Saved entries
####

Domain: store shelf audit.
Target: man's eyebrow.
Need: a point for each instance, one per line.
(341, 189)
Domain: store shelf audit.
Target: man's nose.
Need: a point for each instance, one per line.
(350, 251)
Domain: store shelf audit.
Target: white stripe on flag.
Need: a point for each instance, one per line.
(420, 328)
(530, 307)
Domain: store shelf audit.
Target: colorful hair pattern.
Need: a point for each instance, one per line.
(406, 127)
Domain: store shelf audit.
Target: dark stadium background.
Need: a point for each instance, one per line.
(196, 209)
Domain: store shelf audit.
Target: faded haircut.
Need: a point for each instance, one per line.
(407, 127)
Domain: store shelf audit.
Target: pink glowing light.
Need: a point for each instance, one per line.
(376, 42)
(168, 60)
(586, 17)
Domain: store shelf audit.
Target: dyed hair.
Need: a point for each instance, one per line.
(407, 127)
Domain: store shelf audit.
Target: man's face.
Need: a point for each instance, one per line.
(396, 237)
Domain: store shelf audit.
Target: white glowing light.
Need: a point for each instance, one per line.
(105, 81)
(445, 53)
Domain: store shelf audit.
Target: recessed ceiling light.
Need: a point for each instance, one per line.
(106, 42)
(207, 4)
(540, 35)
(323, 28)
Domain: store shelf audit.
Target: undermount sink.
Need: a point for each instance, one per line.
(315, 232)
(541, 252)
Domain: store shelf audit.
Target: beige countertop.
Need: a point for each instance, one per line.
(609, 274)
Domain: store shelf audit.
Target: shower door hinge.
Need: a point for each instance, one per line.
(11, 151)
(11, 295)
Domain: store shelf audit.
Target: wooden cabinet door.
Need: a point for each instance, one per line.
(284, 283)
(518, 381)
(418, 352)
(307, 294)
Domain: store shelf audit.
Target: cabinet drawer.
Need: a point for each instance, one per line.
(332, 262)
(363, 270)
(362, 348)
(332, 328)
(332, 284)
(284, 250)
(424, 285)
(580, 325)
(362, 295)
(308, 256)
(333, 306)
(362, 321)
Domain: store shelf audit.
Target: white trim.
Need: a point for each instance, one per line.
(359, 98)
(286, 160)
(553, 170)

####

§ **TRY IT**
The string "door" may appear in the entries. Say how many lines contain it, as a bare number.

§ **RESULT OF THIS EXERCISE**
2